[ASSIGNED TASK]: Repeat every entry exactly as it stands. Omit the images.

------------------------------------------------------------

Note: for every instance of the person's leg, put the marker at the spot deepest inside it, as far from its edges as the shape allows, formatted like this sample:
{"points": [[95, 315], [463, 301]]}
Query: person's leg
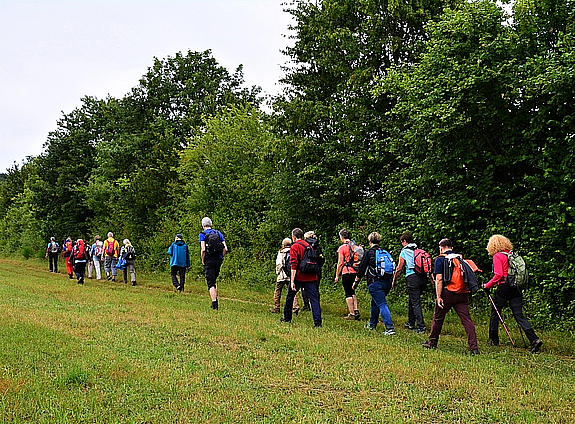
{"points": [[377, 290], [289, 303], [312, 289], [462, 310], [174, 274], [114, 269], [98, 269], [277, 295], [182, 272]]}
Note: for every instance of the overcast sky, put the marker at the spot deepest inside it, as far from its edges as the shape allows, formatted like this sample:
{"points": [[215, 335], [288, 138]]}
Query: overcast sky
{"points": [[52, 53]]}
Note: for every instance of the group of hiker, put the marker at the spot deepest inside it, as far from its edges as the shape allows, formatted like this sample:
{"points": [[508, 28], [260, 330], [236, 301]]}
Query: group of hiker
{"points": [[80, 256], [299, 263]]}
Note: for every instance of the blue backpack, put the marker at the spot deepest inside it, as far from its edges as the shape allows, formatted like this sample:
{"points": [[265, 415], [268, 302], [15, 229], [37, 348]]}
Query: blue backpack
{"points": [[384, 265]]}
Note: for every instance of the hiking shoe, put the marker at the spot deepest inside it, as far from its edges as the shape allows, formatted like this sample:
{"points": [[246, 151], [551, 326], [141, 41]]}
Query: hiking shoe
{"points": [[535, 345]]}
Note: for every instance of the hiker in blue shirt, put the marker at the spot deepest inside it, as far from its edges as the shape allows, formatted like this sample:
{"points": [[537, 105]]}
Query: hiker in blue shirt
{"points": [[213, 250], [179, 262]]}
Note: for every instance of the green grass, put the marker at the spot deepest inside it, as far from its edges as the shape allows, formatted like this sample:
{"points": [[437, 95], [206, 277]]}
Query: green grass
{"points": [[108, 352]]}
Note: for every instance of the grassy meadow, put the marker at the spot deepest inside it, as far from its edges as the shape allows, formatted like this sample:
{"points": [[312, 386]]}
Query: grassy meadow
{"points": [[112, 353]]}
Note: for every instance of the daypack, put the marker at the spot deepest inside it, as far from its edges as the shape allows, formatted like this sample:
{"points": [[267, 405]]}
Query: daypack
{"points": [[68, 246], [286, 266], [54, 248], [517, 275], [458, 274], [356, 253], [384, 265], [214, 244], [422, 262], [80, 250], [110, 247], [130, 253], [99, 248], [309, 263]]}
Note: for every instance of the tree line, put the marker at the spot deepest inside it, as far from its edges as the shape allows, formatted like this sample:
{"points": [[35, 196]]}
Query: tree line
{"points": [[446, 118]]}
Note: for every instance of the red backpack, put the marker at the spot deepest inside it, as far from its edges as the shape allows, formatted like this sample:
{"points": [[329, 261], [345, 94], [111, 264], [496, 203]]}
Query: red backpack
{"points": [[422, 262], [80, 250], [110, 247]]}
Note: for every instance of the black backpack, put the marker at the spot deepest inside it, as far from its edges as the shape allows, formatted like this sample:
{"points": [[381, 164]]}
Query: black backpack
{"points": [[309, 264], [214, 244]]}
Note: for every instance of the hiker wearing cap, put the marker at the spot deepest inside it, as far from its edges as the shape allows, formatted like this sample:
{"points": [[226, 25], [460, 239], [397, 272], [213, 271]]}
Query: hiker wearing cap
{"points": [[179, 262], [128, 254], [213, 249], [110, 256], [283, 272], [449, 296], [52, 252], [304, 274], [500, 248]]}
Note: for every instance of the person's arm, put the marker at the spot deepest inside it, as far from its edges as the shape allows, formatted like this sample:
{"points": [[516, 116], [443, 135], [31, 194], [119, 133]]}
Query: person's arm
{"points": [[400, 264]]}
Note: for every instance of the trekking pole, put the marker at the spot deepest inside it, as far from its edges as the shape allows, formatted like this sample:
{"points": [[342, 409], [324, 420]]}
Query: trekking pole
{"points": [[521, 332], [501, 319]]}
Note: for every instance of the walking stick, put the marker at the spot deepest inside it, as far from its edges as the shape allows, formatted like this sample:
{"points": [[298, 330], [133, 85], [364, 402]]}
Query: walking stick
{"points": [[501, 319]]}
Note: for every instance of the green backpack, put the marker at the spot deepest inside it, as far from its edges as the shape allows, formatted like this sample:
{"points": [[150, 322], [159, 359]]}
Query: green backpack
{"points": [[517, 275]]}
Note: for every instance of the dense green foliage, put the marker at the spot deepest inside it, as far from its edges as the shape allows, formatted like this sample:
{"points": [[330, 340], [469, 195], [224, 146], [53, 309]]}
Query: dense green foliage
{"points": [[444, 118]]}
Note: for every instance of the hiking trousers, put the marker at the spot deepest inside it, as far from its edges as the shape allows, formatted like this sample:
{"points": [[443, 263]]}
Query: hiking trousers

------------------------------------------------------------

[RESULT OF THIS EXERCISE]:
Note: for every instance of the person's leg, put the marker at the spot deepest inside it, as far from its edges as the shape allows, formatted like this sample:
{"points": [[95, 315], [463, 301]]}
Query: person's leg
{"points": [[377, 290], [289, 303], [312, 289], [462, 310], [174, 274], [114, 269], [98, 269], [277, 295], [182, 272]]}
Note: for every instance of the overcast sky, put the marker at the spot deepest inside it, as far from its edges as the shape allows, formatted like this sample:
{"points": [[215, 335], [288, 138]]}
Query: overcast sky
{"points": [[52, 53]]}
Note: for every instance of the group of hiker, put the marker at the spot deepest inside it, as far from its edges as the shape allows, formatted like this sample:
{"points": [[508, 28], [260, 330], [236, 301]]}
Query: group of hiker
{"points": [[80, 256], [299, 263]]}
Note: for every instance of the blue backpack, put the marker at the spot deepest inside it, as far from its edges as the shape allows, formatted like this sample:
{"points": [[265, 415], [268, 302], [15, 229], [37, 348]]}
Query: blue backpack
{"points": [[384, 265]]}
Note: for every instance of the hiking shoe, put the marker at the spot deepest inside it, as far from its edges as the shape allows, formatted like this sample:
{"points": [[246, 151], [551, 326], [141, 41]]}
Query: hiking shoe
{"points": [[535, 345]]}
Note: for every instance of the hiker in blue shirt, put the marker at the spot deepest inside it, as far from its edges as the shape allows, formatted like this sample:
{"points": [[537, 105]]}
Query: hiker in blue shirt
{"points": [[213, 250], [179, 262]]}
Note: for every instance of the green grass, put the marker at the spot deepest inside it, as far from its edges as the shape allows, formatted like this sample:
{"points": [[437, 95], [206, 277]]}
Query: green grass
{"points": [[108, 352]]}
Note: for every instance of the grassy meadow, put the marker at the spot deepest inside it, as far from its edges as the shape allows, formatted like this sample:
{"points": [[312, 386]]}
Query: grassy meadow
{"points": [[112, 353]]}
Note: for every instance of the daypack, put the marker at the spot deepest inside it, as far from its edges as the shape allows, formatted like this sample:
{"points": [[267, 405]]}
Query: daypack
{"points": [[68, 246], [286, 266], [54, 248], [517, 275], [458, 274], [356, 253], [384, 265], [214, 244], [422, 262], [80, 250], [110, 247], [130, 253], [99, 248], [309, 263]]}
Note: for every instance of the tree line, put the marker at the spot deepest inside it, as far from its edges as the shape allows, formatted like this sample:
{"points": [[35, 196]]}
Query: tree line
{"points": [[446, 118]]}
Note: for every instance of the red backpack, put the marker at the spot deepest inside it, as far from its edges as the shape allows, formatted like this sample:
{"points": [[329, 261], [345, 94], [111, 264], [496, 203]]}
Query: red backpack
{"points": [[422, 262], [80, 250], [110, 247]]}
Note: for every instance of the black backpack, put the marker at the spot deepest inside it, as far from its edges as the shape allows, formatted like this sample:
{"points": [[381, 164]]}
Query: black backpack
{"points": [[309, 264], [214, 244]]}
Note: for every instance of the hiker wearing cap, put the marker at the spot deepest inside it, as far from its edges as the shape allows, formatted like this sample:
{"points": [[226, 25], [460, 239], [397, 272], [213, 271]]}
Query: hiker wearing cap
{"points": [[179, 262], [128, 254], [213, 249], [110, 256], [283, 272], [449, 296], [52, 252], [304, 274], [500, 248]]}
Note: for every instance of the person's arm, put the marker at the spot deepest inside it, as far from its edges as the shape allows, formatted like this sample:
{"points": [[516, 116], [443, 135], [31, 194], [119, 133]]}
Query: person's arm
{"points": [[400, 264]]}
Note: for every instance of the trekking pole, put the marker at the spot deepest inside it, as far from its edges as the shape allows, formatted like this sample:
{"points": [[342, 409], [324, 420]]}
Query: trekking pole
{"points": [[521, 332], [501, 319]]}
Note: for every instance of the walking stick, put the marker at the spot deepest inside it, as far from its edges as the shape allows, formatted like this sample:
{"points": [[298, 330], [133, 85], [364, 402]]}
Query: walking stick
{"points": [[501, 319]]}
Note: for every instance of the green backpack, put the marker at the spot deepest inside it, as far from its edges as the shape allows, formatted like this sample:
{"points": [[150, 322], [159, 359]]}
Query: green backpack
{"points": [[517, 275]]}
Note: for every instance of the dense green foliage, put the marker at the spot deepest inside it, as far from its edges as the shape allows, formatted like this sample:
{"points": [[330, 340], [469, 195], [224, 146], [53, 309]]}
Query: dense green foliage
{"points": [[444, 118]]}
Note: for every instance of the hiking trousers, put the marker at the spot deepest inside it, as far from its edges as the shape allows, formatted like this sample:
{"points": [[443, 263]]}
Query: hiking trousers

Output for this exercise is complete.